> [Vorliegender Text]:
%%

14.2.2015

Notiz - Syrizas Leitprinzip: Pragmatismus

[…]

Für die Syriza-Führung ist die Anel ein peinlicher Bettgenosse, aber auch ein ziemlich bequemer. Und das aus zwei Gründen: Erstens ist die Partei auf dem Abstieg und hat es nur noch knapp ins Parlament geschafft; zweitens ist Kammenos mit seinem aufgeblähten Ego ziemlich berechenbar. Der polternde Populist ist nämlich zugleich ein schamloser Opportunist. Schon im Sommer 2012 war er bereit, die Anti-Troika-Linie der Anel aufzugeben und in die Samaras-Regierung einzutreten. Seine einzige Bedingung: das Verteidigungsministerium als persönliche Beute. Tsipras bewilligte ihm nun den ersehnten Posten, womit er ihn fürs Erste ruhiggestellt hat.

Vor allem wird er sich nicht in die "große Politik" einmischen, das heißt in die Verhandlungen über die griechischen Staatsschulden mit den EU-Partnern, der EZB und dem IWF. Und mit den Gläubigern einen erträglichen Kompromiss in der Schuldenfrage zu finden, hat für die Syriza allerhöchste Priorität.[…]

[…] (Es) heißt es auch, dass ein rechter Patriot an der Spitze des Verteidigungsministeriums das Misstrauen nicht nur des Militärs, sondern aller Uniformträger gegen Syriza dämpft, die in ihrem Programm die Abrüstung der Bereitschaftspolizei bei Demonstrationseinsätzen fordert. Noch vor Schließung der Wahllokale hielt es die Syriza-Führung für geboten, den höchsten Chargen von Polizei und Militär zu versichern, dass sie nicht mit einer Ablösung rechnen müssen.

%%

> [Aufgabe 1]: Geben Sie den Text über Syrizas Leitprinzip vollständig und ohne jede Änderung wieder.
Zwischen dem Text und den Datensätzen besteht kein inhaltlicher Zusammenhang.

> [Extrahierte Datensätze]:
%%

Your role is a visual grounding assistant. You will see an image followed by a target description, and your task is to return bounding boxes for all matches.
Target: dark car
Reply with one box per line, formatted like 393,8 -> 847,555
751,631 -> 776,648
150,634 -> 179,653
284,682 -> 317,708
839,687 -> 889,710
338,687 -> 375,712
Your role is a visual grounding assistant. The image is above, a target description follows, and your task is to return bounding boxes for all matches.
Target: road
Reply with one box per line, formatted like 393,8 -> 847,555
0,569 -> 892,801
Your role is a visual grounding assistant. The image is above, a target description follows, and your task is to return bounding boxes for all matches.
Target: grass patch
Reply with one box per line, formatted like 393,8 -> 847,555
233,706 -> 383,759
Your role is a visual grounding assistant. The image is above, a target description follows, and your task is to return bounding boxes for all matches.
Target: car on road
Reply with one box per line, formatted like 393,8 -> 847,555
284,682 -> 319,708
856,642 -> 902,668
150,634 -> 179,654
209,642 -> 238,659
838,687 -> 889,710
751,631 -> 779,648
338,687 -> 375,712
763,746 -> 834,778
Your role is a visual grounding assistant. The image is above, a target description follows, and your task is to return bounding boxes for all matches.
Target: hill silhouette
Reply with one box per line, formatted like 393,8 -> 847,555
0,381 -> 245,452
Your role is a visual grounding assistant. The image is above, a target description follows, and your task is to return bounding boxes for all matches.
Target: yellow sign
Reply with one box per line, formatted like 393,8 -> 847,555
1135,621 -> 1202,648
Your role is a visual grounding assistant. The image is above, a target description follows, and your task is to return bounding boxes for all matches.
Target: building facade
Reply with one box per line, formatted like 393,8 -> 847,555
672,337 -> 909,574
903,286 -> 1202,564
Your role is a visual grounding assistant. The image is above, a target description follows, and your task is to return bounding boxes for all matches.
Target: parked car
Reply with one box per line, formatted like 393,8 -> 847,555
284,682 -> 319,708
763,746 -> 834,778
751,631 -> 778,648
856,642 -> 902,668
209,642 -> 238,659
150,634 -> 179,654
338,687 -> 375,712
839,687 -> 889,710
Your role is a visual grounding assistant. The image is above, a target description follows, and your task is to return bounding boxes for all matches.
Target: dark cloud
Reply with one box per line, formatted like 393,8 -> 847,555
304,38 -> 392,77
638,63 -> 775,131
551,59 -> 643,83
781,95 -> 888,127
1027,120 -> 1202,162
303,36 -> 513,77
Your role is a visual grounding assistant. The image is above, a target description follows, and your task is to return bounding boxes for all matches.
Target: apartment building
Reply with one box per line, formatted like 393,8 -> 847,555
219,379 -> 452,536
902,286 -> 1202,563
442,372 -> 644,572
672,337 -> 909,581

%%

> [Aufgabe 2]: Tauschen Sie in dem Abschnitt der Datensätze, der mit deren erster Zeile beginnt und mit der Zeile endet, die „0,569 -> 892,801“ enthält, „visual grounding assistant“ gegen „object localization assistant“ aus. Geben Sie nur diesen Abschnitt aus und lassen Sie alles Übrige unverändert.

> [Erwartete Antwort 1]:
14.2.2015

Notiz - Syrizas Leitprinzip: Pragmatismus

[…]

Für die Syriza-Führung ist die Anel ein peinlicher Bettgenosse, aber auch ein ziemlich bequemer. Und das aus zwei Gründen: Erstens ist die Partei auf dem Abstieg und hat es nur noch knapp ins Parlament geschafft; zweitens ist Kammenos mit seinem aufgeblähten Ego ziemlich berechenbar. Der polternde Populist ist nämlich zugleich ein schamloser Opportunist. Schon im Sommer 2012 war er bereit, die Anti-Troika-Linie der Anel aufzugeben und in die Samaras-Regierung einzutreten. Seine einzige Bedingung: das Verteidigungsministerium als persönliche Beute. Tsipras bewilligte ihm nun den ersehnten Posten, womit er ihn fürs Erste ruhiggestellt hat.

Vor allem wird er sich nicht in die "große Politik" einmischen, das heißt in die Verhandlungen über die griechischen Staatsschulden mit den EU-Partnern, der EZB und dem IWF. Und mit den Gläubigern einen erträglichen Kompromiss in der Schuldenfrage zu finden, hat für die Syriza allerhöchste Priorität.[…]

[…] (Es) heißt es auch, dass ein rechter Patriot an der Spitze des Verteidigungsministeriums das Misstrauen nicht nur des Militärs, sondern aller Uniformträger gegen Syriza dämpft, die in ihrem Programm die Abrüstung der Bereitschaftspolizei bei Demonstrationseinsätzen fordert. Noch vor Schließung der Wahllokale hielt es die Syriza-Führung für geboten, den höchsten Chargen von Polizei und Militär zu versichern, dass sie nicht mit einer Ablösung rechnen müssen.

> [Erwartete Antwort 2]:
Your role is a object localization assistant. You will see an image followed by a target description, and your task is to return bounding boxes for all matches.
Target: dark car
Reply with one box per line, formatted like 393,8 -> 847,555
751,631 -> 776,648
150,634 -> 179,653
284,682 -> 317,708
839,687 -> 889,710
338,687 -> 375,712
Your role is a object localization assistant. The image is above, a target description follows, and your task is to return bounding boxes for all matches.
Target: road
Reply with one box per line, formatted like 393,8 -> 847,555
0,569 -> 892,801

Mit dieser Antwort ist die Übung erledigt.